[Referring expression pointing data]
::::::

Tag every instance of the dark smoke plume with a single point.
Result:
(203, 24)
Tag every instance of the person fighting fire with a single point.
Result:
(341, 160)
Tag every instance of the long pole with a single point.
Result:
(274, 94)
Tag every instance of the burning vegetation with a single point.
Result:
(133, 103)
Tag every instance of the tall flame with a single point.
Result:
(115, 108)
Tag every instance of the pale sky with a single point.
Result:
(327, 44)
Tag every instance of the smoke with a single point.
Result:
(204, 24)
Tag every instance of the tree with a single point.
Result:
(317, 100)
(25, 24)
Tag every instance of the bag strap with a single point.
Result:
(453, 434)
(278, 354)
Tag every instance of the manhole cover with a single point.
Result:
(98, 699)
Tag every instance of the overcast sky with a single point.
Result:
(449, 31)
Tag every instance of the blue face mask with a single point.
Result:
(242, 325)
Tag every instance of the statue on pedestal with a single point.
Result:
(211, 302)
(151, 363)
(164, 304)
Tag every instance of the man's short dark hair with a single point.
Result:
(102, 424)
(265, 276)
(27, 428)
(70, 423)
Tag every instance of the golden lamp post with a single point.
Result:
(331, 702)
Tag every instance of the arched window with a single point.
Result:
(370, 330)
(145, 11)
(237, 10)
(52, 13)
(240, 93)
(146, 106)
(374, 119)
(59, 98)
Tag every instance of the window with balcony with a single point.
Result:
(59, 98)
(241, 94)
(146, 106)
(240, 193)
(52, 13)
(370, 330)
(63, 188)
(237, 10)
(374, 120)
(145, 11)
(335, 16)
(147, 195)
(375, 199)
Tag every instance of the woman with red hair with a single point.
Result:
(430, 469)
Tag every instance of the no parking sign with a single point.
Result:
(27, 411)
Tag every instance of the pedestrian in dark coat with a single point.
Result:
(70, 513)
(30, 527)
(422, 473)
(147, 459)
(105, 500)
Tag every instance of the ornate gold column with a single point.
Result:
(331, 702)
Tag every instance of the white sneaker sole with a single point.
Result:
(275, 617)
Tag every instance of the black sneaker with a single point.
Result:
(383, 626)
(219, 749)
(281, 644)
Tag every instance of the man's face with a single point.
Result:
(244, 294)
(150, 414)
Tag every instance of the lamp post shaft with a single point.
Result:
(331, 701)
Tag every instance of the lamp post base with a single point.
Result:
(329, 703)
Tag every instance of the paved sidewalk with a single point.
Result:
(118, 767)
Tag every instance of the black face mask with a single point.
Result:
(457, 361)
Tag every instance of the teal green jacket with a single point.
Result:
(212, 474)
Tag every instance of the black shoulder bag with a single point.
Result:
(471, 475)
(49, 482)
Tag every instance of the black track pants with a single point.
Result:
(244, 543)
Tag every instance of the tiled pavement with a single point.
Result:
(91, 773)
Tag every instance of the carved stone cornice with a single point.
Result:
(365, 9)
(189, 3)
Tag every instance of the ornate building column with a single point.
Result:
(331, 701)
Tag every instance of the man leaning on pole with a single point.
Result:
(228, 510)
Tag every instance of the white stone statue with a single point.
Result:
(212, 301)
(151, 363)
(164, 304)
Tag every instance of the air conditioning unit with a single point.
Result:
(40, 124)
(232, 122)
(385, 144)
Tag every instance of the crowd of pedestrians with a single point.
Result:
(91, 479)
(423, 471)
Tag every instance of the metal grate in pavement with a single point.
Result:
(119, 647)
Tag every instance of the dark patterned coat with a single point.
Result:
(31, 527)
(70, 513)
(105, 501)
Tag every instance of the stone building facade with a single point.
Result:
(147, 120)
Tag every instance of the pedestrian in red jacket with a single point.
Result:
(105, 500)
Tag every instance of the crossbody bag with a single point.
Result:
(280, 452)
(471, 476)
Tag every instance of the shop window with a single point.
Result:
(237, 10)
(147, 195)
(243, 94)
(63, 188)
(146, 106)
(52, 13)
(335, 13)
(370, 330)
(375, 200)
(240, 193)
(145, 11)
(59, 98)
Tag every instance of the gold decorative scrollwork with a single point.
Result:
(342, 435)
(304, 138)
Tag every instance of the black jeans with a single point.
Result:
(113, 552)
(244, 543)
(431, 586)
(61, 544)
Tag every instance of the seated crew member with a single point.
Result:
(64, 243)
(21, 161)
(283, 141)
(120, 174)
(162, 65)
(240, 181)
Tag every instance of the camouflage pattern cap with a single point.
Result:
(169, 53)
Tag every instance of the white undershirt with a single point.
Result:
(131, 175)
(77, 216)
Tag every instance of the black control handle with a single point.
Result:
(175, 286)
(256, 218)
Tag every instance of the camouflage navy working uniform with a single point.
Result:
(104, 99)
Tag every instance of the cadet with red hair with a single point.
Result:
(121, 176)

::::::

Write the data out in full, matching every line exactly.

Tag every instance of the dark smoke plume with a single point.
Result:
(203, 24)
Tag every instance of the person fighting fire with a single point.
Result:
(341, 160)
Tag every instance of the long pole with a single point.
Result:
(274, 94)
Tag every instance of the burning vegetation with a single point.
Result:
(133, 103)
Tag every instance of the tall flame with a single point.
Result:
(115, 108)
Tag every instance of the pale sky with a single point.
Result:
(327, 44)
Tag every instance of the smoke with a single point.
Result:
(204, 24)
Tag every instance of the tree with a single point.
Result:
(317, 100)
(25, 24)
Tag every instance of the bag strap with a single point.
Result:
(453, 434)
(278, 354)
Tag every instance of the manhole cover with a single point.
Result:
(98, 699)
Tag every instance of the overcast sky with a single point.
Result:
(449, 31)
Tag every instance of the blue face mask with a single point.
Result:
(242, 325)
Tag every instance of the statue on pedestal with a single point.
Result:
(211, 302)
(151, 363)
(164, 304)
Tag every instance of the man's short dark hair with a single point.
Result:
(102, 424)
(265, 276)
(27, 428)
(70, 423)
Tag every instance of the golden lamp post with a single point.
Result:
(331, 702)
Tag every instance of the arched window with a single point.
Result:
(370, 330)
(145, 11)
(237, 10)
(52, 13)
(240, 93)
(146, 106)
(374, 119)
(59, 98)
Tag every instance of the window with balcony with a single point.
Result:
(59, 98)
(241, 94)
(146, 106)
(240, 193)
(52, 13)
(370, 330)
(63, 188)
(237, 10)
(374, 120)
(145, 11)
(335, 16)
(147, 195)
(375, 199)
Tag every instance of the woman with red hair with a single point.
Result:
(430, 469)
Tag every instance of the no parking sign with a single point.
Result:
(27, 411)
Tag every instance of the pedestrian in dark coat with a single point.
Result:
(70, 513)
(30, 527)
(422, 473)
(147, 459)
(105, 500)
Tag every instance of the ornate gold column with a single point.
Result:
(331, 702)
Tag every instance of the white sneaker sole with a single point.
Result:
(275, 617)
Tag every instance of the black sneaker with a single point.
Result:
(383, 626)
(219, 749)
(281, 644)
Tag every instance of the man's face with a single point.
Result:
(244, 294)
(150, 414)
Tag every instance of the lamp post shaft with a single point.
Result:
(331, 701)
Tag every instance of the lamp post base with a single point.
Result:
(329, 703)
Tag every instance of the paved sidewalk with a single point.
Result:
(118, 767)
Tag every instance of the black face mask with a single point.
Result:
(457, 361)
Tag every instance of the teal green jacket with a single point.
Result:
(212, 474)
Tag every instance of the black shoulder bag with a single point.
Result:
(471, 475)
(49, 482)
Tag every instance of the black track pants with a single point.
Result:
(244, 543)
Tag every instance of the tiled pavement with a single point.
Result:
(91, 773)
Tag every instance of the carved stone cornice with a single point.
Result:
(365, 9)
(189, 3)
Tag every instance of the ornate building column with a single point.
Result:
(331, 701)
Tag every instance of the man leaning on pole with a single point.
Result:
(228, 510)
Tag every instance of the white stone statue with a single point.
Result:
(212, 301)
(151, 363)
(164, 304)
Tag every instance of the air conditioning unit with a single point.
Result:
(40, 124)
(232, 122)
(385, 144)
Tag every instance of the crowd of pedestrians with a single point.
Result:
(91, 479)
(423, 471)
Tag every instance of the metal grate in pavement with a single point.
Result:
(119, 647)
Tag every instance of the dark patterned coat with a single point.
Result:
(31, 527)
(70, 513)
(105, 501)
Tag every instance of the stone building facade with a single point.
Result:
(147, 120)
Tag every instance of the pedestrian in red jacket with a single point.
Result:
(105, 500)
Tag every instance of the crossbody bag with a single point.
Result:
(280, 452)
(471, 476)
Tag every instance of the shop window with a single point.
Result:
(237, 10)
(147, 195)
(243, 94)
(63, 188)
(146, 106)
(52, 13)
(335, 13)
(370, 330)
(375, 200)
(240, 193)
(145, 11)
(59, 98)
Tag every instance of the gold decorative scrollwork with a single point.
Result:
(342, 435)
(304, 138)
Tag every instance of the black jeans with a single point.
Result:
(113, 552)
(244, 543)
(431, 586)
(61, 544)
Tag every instance of the seated crew member with a single point.
Result:
(64, 243)
(21, 161)
(283, 141)
(120, 174)
(162, 65)
(240, 181)
Tag every instance of the camouflage pattern cap with a single point.
Result:
(169, 53)
Tag every instance of the white undershirt with a single point.
Result:
(131, 175)
(77, 216)
Tag every instance of the black control handle with a single point.
Result:
(175, 286)
(256, 218)
Tag every instance of the camouflage navy working uniform with a single point.
Result:
(104, 99)
Tag every instance of the cadet with red hair with a single point.
Result:
(121, 176)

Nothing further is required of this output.